INSTRUCTION
Quote all of the data below exactly, please.

--- Begin ---

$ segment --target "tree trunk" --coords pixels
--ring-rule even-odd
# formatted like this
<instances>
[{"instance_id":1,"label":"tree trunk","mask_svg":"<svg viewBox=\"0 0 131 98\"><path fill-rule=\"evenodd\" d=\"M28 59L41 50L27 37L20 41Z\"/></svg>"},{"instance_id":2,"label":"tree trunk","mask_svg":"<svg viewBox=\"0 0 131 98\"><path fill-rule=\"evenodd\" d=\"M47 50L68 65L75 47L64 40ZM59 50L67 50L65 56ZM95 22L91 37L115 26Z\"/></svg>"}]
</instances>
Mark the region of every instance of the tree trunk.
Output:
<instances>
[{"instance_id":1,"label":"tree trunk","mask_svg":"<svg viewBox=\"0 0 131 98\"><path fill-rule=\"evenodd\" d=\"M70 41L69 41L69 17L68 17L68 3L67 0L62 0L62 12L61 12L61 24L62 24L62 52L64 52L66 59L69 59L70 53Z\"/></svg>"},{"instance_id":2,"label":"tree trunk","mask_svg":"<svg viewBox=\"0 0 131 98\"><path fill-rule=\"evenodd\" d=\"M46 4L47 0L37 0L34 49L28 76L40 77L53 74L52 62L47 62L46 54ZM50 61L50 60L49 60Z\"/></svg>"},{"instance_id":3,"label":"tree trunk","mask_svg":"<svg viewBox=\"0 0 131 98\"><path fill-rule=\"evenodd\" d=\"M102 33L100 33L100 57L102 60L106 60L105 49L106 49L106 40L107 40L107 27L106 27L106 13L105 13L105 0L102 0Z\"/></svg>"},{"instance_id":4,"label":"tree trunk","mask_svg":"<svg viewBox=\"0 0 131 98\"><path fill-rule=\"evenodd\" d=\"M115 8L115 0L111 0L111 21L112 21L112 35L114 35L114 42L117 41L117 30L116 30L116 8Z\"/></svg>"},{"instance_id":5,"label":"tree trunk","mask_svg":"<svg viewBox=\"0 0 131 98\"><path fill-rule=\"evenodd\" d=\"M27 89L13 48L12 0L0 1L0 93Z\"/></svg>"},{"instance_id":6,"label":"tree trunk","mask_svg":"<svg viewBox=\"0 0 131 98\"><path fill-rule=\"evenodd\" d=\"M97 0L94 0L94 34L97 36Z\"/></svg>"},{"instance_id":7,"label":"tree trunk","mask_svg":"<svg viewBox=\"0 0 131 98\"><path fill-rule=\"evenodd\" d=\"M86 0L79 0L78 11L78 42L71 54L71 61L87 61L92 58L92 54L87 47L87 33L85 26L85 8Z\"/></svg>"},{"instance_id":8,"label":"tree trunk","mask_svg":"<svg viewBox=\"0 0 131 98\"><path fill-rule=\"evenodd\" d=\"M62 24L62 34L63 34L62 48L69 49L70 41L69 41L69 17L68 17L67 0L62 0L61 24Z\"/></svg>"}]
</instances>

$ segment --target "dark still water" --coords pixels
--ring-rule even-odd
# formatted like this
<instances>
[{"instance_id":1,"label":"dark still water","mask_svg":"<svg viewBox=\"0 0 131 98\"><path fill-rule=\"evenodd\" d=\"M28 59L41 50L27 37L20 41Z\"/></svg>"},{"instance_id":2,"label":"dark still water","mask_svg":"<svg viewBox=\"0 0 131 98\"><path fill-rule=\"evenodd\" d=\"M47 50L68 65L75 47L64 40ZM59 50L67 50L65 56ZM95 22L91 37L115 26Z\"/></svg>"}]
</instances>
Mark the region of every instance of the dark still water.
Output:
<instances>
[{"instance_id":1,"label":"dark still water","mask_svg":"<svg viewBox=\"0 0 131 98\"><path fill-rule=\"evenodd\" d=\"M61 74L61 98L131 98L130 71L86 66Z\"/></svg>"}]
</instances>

--- End ---

THE REPLY
$ segment --target "tree trunk" --coords pixels
--ring-rule even-odd
# formatted like this
<instances>
[{"instance_id":1,"label":"tree trunk","mask_svg":"<svg viewBox=\"0 0 131 98\"><path fill-rule=\"evenodd\" d=\"M28 59L41 50L27 37L20 41Z\"/></svg>"},{"instance_id":2,"label":"tree trunk","mask_svg":"<svg viewBox=\"0 0 131 98\"><path fill-rule=\"evenodd\" d=\"M47 50L68 65L75 47L64 40ZM59 50L67 50L65 56ZM95 22L91 37L115 26Z\"/></svg>"}]
</instances>
Mark the region of every instance of the tree trunk.
Output:
<instances>
[{"instance_id":1,"label":"tree trunk","mask_svg":"<svg viewBox=\"0 0 131 98\"><path fill-rule=\"evenodd\" d=\"M70 41L69 41L69 17L68 17L68 3L67 0L62 0L62 12L61 12L61 24L62 24L62 52L64 52L66 59L69 59L70 53Z\"/></svg>"},{"instance_id":2,"label":"tree trunk","mask_svg":"<svg viewBox=\"0 0 131 98\"><path fill-rule=\"evenodd\" d=\"M46 4L47 0L37 0L34 49L28 76L40 77L53 74L52 62L47 62L46 54ZM50 61L50 60L49 60Z\"/></svg>"},{"instance_id":3,"label":"tree trunk","mask_svg":"<svg viewBox=\"0 0 131 98\"><path fill-rule=\"evenodd\" d=\"M102 33L100 33L100 57L102 60L106 60L105 49L106 49L106 40L107 40L107 27L106 27L106 13L105 13L105 0L102 0Z\"/></svg>"},{"instance_id":4,"label":"tree trunk","mask_svg":"<svg viewBox=\"0 0 131 98\"><path fill-rule=\"evenodd\" d=\"M115 8L115 0L111 0L111 21L112 21L112 35L114 35L114 42L117 41L117 30L116 30L116 8Z\"/></svg>"},{"instance_id":5,"label":"tree trunk","mask_svg":"<svg viewBox=\"0 0 131 98\"><path fill-rule=\"evenodd\" d=\"M27 89L13 48L12 0L0 1L0 93Z\"/></svg>"},{"instance_id":6,"label":"tree trunk","mask_svg":"<svg viewBox=\"0 0 131 98\"><path fill-rule=\"evenodd\" d=\"M97 0L94 0L94 34L97 36Z\"/></svg>"},{"instance_id":7,"label":"tree trunk","mask_svg":"<svg viewBox=\"0 0 131 98\"><path fill-rule=\"evenodd\" d=\"M86 0L79 0L78 11L78 42L71 54L71 61L87 61L92 58L92 54L87 47L87 33L85 26L85 8Z\"/></svg>"},{"instance_id":8,"label":"tree trunk","mask_svg":"<svg viewBox=\"0 0 131 98\"><path fill-rule=\"evenodd\" d=\"M62 24L62 34L63 34L62 48L69 49L70 41L69 41L69 17L68 17L67 0L62 0L61 24Z\"/></svg>"}]
</instances>

$ segment --target "dark still water" --coords pixels
--ring-rule even-odd
# formatted like this
<instances>
[{"instance_id":1,"label":"dark still water","mask_svg":"<svg viewBox=\"0 0 131 98\"><path fill-rule=\"evenodd\" d=\"M28 59L41 50L27 37L20 41Z\"/></svg>"},{"instance_id":2,"label":"dark still water","mask_svg":"<svg viewBox=\"0 0 131 98\"><path fill-rule=\"evenodd\" d=\"M47 50L68 65L75 47L64 40ZM59 50L67 50L65 56ZM95 22L91 37L115 26Z\"/></svg>"}]
</instances>
Mark the region of every instance of the dark still water.
Output:
<instances>
[{"instance_id":1,"label":"dark still water","mask_svg":"<svg viewBox=\"0 0 131 98\"><path fill-rule=\"evenodd\" d=\"M61 74L61 98L131 98L130 71L86 66Z\"/></svg>"}]
</instances>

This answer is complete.